:: Estratto del documento ::
L'uomo corre il rischio che quando Dio gli ha rotto questo schema fisso
per cui lui è vissuto, lui si ripieghi ancora unicamente su queste che non sono
più una realtà, che lui costata che non sono più una realtà ma, dalle quali lui
non si può separare se non cerca Dio prima di tutto, cioè se non si mette in
movimento col pensiero.
Allora
questi diventano fantasmi, diventano spettri.
Spettri
in quanto per lui sono validi, però non hanno più una base razionale.
Prima
avevano una base di ragione, lui diceva: "Io ho questi doveri, io ho
questi impegni, io ho questo e quell'altro" ed erano della realtà, lui
avrebbe dovuto ragionarle sempre con Dio, d'accordo, però per lui erano realtà.
Poi
a un certo momento questa realtà qui finisce, muta, cambia, l'uomo corre questo
rischio qui, per cui a un certo momento anche la sua razionalità non lo
sostiene più, eppure lui è dominato (campo delle ossessioni), lui è
ossessionato da fatti che sa che non sono veri, che non sono reali, ma dei
quali non può separarsi.
È
la conclusione ultima di tutto il piano di Dio, attraverso il quale Dio ci
libera da tutti i nostri punti fissi di riferimento, per portarci alla scoperta
di quell'unico punto fisso di riferimento, per portarci alla scoperta di
quell'unico punto fisso di riferimento al quale però si arriva solo attraverso
il pensiero.

:: Elenco dei dati ::
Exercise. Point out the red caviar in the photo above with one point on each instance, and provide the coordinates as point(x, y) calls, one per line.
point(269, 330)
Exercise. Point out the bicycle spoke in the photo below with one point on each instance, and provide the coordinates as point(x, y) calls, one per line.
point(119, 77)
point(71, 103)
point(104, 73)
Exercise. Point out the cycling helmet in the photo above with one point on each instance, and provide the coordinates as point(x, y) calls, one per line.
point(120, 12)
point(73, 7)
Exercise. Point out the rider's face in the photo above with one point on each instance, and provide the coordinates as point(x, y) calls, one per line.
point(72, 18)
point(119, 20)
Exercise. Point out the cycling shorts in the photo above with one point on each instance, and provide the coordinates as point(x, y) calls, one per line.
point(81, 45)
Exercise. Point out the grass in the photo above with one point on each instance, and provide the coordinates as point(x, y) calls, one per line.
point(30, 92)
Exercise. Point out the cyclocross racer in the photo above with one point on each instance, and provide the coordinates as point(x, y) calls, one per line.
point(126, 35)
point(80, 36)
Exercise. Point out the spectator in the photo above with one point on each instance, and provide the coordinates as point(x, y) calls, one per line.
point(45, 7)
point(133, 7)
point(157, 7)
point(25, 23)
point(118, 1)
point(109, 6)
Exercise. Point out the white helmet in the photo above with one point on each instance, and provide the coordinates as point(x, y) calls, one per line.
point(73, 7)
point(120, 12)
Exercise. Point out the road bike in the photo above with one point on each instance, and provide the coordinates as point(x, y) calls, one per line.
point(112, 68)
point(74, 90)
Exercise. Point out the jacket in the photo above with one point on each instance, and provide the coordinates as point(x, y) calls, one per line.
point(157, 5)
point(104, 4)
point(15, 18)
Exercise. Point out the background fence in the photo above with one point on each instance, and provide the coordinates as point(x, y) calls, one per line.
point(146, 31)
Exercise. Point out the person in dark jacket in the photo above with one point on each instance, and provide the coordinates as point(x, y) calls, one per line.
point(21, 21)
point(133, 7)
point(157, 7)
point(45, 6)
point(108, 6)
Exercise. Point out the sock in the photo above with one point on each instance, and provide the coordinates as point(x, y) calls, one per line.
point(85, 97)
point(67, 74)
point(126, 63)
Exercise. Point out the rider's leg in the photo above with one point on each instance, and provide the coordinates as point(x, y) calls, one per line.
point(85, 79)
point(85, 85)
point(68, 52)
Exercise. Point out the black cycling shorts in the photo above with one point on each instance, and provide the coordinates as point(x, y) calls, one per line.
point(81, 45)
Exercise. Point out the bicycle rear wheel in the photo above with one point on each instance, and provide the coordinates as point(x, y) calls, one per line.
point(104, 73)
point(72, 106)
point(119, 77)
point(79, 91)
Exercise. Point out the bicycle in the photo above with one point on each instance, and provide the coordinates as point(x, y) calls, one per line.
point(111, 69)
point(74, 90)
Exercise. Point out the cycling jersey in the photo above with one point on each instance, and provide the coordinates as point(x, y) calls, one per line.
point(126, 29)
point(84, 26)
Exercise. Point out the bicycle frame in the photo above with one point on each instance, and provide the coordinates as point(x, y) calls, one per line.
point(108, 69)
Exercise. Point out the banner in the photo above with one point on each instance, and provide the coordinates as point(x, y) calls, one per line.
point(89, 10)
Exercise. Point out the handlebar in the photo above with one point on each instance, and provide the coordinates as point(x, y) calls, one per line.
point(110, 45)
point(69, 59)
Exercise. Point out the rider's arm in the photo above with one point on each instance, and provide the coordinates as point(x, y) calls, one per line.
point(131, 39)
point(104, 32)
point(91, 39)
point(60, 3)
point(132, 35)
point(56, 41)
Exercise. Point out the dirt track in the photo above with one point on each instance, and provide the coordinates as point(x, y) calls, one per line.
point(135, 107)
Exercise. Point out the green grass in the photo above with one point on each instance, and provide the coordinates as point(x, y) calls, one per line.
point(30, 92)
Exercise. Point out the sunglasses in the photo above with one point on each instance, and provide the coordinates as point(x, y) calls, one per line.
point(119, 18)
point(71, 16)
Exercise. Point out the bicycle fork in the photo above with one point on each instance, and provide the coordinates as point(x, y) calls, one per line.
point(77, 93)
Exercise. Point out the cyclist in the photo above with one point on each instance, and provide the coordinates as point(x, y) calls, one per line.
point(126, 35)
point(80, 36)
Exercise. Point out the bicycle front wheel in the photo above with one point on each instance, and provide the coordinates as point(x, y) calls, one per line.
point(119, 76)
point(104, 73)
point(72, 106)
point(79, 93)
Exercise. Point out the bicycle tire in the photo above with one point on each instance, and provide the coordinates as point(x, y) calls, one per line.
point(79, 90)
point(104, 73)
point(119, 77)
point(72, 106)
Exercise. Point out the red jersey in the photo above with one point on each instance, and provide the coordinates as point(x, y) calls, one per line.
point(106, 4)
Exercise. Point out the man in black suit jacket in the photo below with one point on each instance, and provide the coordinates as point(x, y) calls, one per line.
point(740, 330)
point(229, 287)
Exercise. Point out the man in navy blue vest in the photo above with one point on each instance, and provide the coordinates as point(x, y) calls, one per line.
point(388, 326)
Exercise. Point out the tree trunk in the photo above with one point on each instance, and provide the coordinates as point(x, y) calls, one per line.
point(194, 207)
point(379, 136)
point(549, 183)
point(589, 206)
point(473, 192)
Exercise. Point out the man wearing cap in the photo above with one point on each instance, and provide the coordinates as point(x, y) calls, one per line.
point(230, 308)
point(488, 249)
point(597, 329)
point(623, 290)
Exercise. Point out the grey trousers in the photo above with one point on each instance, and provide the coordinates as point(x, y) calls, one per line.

:: Obiettivo ::
Modifica l'estratto sul piano di Dio riscrivendo tutto il tratto che va da "L'uomo corre il" giù fino a "lui erano realtà.", con "illusioni" al posto di "fantasmi".

:: Risposta all'esercizio ::
L'uomo corre il rischio che quando Dio gli ha rotto questo schema fisso
per cui lui è vissuto, lui si ripieghi ancora unicamente su queste che non sono
più una realtà, che lui costata che non sono più una realtà ma, dalle quali lui
non si può separare se non cerca Dio prima di tutto, cioè se non si mette in
movimento col pensiero.
Allora
questi diventano illusioni, diventano spettri.
Spettri
in quanto per lui sono validi, però non hanno più una base razionale.
Prima
avevano una base di ragione, lui diceva: "Io ho questi doveri, io ho
questi impegni, io ho questo e quell'altro" ed erano della realtà, lui
avrebbe dovuto ragionarle sempre con Dio, d'accordo, però per lui erano realtà.